**Given information**
=====

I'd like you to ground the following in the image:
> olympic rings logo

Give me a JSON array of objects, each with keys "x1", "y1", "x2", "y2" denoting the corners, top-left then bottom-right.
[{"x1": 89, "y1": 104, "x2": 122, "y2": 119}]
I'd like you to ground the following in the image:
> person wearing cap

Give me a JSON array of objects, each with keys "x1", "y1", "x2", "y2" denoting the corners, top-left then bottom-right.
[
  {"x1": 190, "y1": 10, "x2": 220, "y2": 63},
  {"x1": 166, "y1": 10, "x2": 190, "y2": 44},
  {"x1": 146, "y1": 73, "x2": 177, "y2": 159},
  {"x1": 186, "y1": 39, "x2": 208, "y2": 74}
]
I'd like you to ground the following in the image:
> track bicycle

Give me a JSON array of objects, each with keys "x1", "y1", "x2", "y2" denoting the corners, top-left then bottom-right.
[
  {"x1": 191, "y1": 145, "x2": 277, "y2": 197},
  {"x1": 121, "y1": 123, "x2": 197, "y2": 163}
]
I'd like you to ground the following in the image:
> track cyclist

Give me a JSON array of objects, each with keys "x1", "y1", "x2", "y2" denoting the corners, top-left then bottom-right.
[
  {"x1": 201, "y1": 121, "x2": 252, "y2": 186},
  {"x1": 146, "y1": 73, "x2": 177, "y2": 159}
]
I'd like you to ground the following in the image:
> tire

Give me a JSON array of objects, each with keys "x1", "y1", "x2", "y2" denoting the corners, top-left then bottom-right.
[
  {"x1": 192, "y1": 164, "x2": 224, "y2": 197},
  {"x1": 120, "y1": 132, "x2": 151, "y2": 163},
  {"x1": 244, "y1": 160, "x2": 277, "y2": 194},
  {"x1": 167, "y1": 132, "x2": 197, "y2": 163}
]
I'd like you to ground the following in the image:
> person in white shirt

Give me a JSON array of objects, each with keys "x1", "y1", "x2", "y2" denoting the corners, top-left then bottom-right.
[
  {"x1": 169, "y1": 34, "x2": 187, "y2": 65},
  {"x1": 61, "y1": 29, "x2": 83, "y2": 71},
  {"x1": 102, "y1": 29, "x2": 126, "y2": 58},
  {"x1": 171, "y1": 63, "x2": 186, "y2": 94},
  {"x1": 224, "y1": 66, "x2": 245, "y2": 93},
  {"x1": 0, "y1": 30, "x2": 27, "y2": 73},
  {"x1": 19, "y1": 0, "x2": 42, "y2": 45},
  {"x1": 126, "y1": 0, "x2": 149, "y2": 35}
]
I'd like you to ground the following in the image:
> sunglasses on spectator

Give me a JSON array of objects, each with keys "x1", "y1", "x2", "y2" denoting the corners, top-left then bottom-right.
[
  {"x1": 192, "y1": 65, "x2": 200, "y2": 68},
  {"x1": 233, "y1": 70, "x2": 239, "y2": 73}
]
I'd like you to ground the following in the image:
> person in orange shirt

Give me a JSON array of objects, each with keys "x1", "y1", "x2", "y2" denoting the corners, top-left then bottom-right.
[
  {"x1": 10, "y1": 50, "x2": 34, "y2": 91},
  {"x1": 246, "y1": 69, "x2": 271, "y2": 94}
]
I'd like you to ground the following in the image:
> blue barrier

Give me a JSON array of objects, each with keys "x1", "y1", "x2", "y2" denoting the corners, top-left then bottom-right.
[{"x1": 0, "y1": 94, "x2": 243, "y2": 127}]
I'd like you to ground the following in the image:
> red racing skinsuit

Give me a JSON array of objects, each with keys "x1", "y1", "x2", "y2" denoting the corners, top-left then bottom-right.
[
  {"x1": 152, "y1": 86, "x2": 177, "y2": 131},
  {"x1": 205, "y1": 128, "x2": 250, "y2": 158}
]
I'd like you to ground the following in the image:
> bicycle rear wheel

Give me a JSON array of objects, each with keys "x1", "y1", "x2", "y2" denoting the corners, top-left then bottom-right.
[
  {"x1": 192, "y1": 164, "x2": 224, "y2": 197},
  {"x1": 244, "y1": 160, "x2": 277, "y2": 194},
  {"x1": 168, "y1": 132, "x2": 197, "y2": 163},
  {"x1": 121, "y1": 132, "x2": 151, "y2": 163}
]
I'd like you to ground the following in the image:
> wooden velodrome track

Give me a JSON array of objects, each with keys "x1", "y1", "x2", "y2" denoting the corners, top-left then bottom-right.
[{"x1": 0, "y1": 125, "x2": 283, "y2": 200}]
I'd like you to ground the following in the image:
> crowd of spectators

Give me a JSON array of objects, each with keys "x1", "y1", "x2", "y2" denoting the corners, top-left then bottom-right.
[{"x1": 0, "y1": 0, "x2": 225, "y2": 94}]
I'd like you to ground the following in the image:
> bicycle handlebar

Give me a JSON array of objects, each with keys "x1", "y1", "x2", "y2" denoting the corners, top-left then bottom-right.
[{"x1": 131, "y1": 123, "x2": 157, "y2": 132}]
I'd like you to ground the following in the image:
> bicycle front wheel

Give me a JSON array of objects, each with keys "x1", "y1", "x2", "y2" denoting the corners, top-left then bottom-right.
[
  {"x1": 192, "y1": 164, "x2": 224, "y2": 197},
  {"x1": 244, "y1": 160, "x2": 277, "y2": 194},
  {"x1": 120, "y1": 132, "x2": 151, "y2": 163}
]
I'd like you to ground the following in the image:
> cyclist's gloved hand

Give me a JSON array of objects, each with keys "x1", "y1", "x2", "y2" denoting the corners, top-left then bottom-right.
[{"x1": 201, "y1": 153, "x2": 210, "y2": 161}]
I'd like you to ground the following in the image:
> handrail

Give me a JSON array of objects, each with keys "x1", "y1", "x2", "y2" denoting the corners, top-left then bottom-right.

=====

**Task item**
Go through the records above and return each line in which the word "bicycle" occurs.

**Answer space**
> track bicycle
> bicycle rear wheel
> bicycle handlebar
> bicycle front wheel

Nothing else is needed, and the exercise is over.